STATED GOAL: Rewrite only the entries from the line with "spot the woman's mouth." to the line with "(1029, 690)", both lines included. Keep every request line as it is, and shift each point coordinate by adding 94.
/---
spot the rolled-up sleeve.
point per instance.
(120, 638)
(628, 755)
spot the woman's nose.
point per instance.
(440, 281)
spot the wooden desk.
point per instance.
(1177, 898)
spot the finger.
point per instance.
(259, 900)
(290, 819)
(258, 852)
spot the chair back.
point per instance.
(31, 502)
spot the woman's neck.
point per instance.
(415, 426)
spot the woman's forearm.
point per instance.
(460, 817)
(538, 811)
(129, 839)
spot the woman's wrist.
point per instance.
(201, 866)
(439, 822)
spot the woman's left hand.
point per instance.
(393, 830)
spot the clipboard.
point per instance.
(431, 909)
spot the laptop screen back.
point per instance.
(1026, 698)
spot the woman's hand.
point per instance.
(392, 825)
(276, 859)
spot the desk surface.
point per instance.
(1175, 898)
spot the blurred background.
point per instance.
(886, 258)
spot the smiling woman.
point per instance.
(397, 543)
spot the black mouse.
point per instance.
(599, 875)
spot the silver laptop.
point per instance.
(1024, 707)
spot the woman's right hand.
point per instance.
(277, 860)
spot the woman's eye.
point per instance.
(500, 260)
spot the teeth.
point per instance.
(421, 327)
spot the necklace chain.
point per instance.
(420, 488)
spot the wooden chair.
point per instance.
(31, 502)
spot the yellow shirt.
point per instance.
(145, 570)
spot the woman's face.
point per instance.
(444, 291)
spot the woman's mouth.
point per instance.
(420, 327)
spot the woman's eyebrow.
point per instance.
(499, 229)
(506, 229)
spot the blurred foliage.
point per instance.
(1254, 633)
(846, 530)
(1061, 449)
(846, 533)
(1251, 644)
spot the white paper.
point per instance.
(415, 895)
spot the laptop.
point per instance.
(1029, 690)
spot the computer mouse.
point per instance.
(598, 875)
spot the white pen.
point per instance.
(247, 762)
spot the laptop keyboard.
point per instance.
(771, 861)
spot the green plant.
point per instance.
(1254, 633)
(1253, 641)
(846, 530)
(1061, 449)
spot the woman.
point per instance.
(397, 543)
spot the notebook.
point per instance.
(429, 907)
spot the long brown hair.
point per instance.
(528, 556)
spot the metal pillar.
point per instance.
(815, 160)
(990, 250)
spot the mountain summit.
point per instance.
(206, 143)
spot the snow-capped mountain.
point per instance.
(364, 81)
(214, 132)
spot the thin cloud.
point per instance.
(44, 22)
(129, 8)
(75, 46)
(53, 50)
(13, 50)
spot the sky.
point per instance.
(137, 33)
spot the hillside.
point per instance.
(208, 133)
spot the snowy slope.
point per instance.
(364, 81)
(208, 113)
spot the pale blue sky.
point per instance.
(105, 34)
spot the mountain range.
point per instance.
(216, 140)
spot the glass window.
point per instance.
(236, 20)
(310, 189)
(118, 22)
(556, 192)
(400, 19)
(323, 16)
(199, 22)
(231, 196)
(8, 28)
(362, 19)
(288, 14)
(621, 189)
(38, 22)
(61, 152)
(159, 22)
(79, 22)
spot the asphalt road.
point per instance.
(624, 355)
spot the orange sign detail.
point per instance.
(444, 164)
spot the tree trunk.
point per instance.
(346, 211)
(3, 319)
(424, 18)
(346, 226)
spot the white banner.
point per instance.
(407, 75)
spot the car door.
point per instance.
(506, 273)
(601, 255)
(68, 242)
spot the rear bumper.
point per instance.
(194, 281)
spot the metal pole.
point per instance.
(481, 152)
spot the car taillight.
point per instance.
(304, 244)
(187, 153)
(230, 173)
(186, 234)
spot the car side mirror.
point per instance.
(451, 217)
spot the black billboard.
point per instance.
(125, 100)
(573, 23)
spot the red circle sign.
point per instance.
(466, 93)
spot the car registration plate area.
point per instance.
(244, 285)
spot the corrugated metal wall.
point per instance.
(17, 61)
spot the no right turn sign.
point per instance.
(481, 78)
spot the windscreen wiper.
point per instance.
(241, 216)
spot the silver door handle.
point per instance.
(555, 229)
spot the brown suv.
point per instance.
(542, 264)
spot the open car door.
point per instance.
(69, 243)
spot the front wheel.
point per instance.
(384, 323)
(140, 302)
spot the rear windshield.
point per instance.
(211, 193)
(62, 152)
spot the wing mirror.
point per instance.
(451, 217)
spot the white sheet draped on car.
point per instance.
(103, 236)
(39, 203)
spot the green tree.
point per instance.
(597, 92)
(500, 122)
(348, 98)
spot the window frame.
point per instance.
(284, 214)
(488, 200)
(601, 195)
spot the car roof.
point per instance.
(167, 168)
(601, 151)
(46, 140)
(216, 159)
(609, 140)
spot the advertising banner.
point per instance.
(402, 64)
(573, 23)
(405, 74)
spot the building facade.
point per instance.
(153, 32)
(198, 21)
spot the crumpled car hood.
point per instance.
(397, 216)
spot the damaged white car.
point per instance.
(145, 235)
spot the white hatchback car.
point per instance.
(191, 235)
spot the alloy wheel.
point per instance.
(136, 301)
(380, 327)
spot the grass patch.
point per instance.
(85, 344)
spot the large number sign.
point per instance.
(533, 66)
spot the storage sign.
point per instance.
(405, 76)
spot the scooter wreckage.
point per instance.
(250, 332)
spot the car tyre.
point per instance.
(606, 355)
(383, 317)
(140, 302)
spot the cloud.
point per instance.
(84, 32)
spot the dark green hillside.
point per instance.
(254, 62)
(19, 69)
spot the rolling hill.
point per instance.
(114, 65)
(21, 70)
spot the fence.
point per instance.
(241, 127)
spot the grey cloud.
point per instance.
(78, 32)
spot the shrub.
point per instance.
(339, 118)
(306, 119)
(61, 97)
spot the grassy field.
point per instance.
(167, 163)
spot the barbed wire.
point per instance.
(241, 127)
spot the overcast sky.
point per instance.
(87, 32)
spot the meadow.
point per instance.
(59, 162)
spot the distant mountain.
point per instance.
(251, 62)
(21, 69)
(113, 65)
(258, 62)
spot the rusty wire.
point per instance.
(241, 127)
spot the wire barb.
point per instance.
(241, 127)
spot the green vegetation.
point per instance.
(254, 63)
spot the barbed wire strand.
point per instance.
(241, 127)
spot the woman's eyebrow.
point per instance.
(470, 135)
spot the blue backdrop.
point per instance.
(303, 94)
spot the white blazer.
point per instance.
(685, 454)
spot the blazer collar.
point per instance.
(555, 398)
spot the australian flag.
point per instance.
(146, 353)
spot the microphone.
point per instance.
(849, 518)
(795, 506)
\---
IN RESPONSE:
spot the woman's mouth.
point per instance.
(514, 421)
spot the woman's eyebrow.
point per instance.
(593, 323)
(600, 323)
spot the blurred foliage.
point per instance.
(1348, 727)
(940, 624)
(1155, 543)
(940, 627)
(1345, 738)
spot the white paper.
point per instance.
(509, 989)
spot the laptop.
point per instance.
(1123, 784)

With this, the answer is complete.